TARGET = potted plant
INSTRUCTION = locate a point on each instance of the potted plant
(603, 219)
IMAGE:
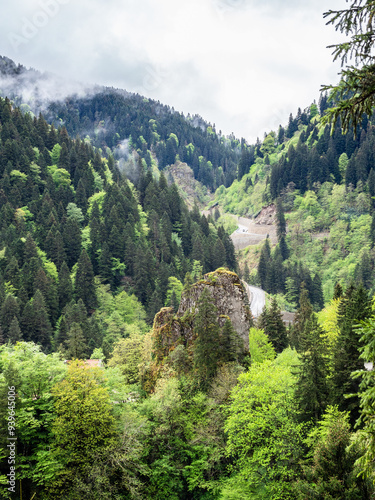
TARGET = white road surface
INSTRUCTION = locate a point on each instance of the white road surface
(242, 229)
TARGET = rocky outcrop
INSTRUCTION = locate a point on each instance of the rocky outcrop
(267, 216)
(228, 295)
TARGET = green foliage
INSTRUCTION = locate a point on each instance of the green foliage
(331, 472)
(261, 349)
(127, 354)
(263, 437)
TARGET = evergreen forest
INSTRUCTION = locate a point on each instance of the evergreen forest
(131, 364)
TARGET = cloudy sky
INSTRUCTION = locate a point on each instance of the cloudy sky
(244, 65)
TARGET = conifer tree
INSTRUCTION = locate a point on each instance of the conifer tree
(311, 390)
(84, 286)
(280, 220)
(301, 318)
(76, 347)
(231, 343)
(264, 260)
(72, 241)
(14, 333)
(9, 309)
(317, 293)
(271, 322)
(355, 306)
(65, 286)
(35, 323)
(246, 273)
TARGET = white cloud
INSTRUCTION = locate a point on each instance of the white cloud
(243, 64)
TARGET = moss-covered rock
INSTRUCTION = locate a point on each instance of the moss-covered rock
(230, 299)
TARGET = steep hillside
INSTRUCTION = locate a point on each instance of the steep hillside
(324, 184)
(121, 122)
(68, 215)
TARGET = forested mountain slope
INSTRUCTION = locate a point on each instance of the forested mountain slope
(323, 185)
(121, 122)
(68, 215)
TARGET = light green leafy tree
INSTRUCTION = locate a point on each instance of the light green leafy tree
(263, 437)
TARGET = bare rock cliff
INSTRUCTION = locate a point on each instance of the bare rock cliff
(228, 295)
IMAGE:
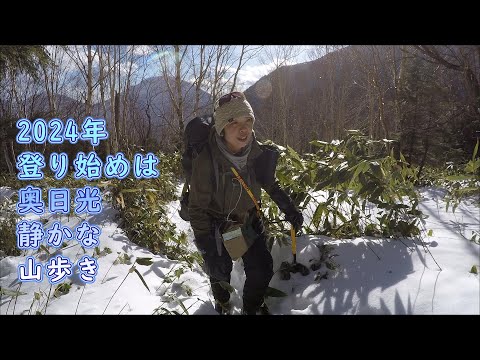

• Task directions: Can you echo all of the records above line for line, unchanged, while leaving the pictures out?

• Full response:
TARGET = potted plant
INSTRUCTION = locate a point on each instance of the potted plant
(603, 219)
IMAGE:
TARGET = white road surface
INSTRUCTION = locate a point on each instance of the white road surface
(242, 229)
TARGET = rocky outcrop
INSTRUCTION = locate a point on each instance of the rocky outcrop
(267, 216)
(228, 295)
TARGET = green foliage
INSTRUCTION = locate a point on each instance of the green foliage
(331, 472)
(261, 349)
(127, 354)
(263, 437)
TARGET = evergreen forest
INSTRUCTION = locate a point on each instance of the evergreen forest
(131, 364)
TARGET = cloudy sky
INSTRUCTION = locate a point on each instance of the cloudy sky
(244, 65)
TARGET = conifer tree
INSTRUCTION = locate a point on each instance of the conifer tree
(311, 390)
(84, 286)
(280, 220)
(301, 318)
(76, 347)
(231, 343)
(264, 260)
(72, 241)
(14, 333)
(9, 309)
(317, 293)
(271, 322)
(355, 306)
(65, 286)
(35, 323)
(246, 273)
TARGET = white cloud
INSTRUCTION = locate a point on each instance of the white cloud
(243, 64)
TARGET = moss-covered rock
INSTRUCTION = locate a point on each instance of the moss-covered rock
(230, 299)
TARGET = steep hillside
INSTRUCTION = locate a point on each instance of the steep hillside
(324, 184)
(121, 122)
(68, 215)
TARGET = forested mountain slope
INSTRUCTION = locate a point on each instance of the forested mountain slope
(323, 185)
(121, 122)
(68, 215)
TARGET = light green leafy tree
INSTRUCTION = locate a point on each instance of the light green leafy tree
(263, 437)
TARGET = bare rock cliff
INSTRUCTION = locate a point on each instance of the bare rock cliff
(228, 295)
IMAGE:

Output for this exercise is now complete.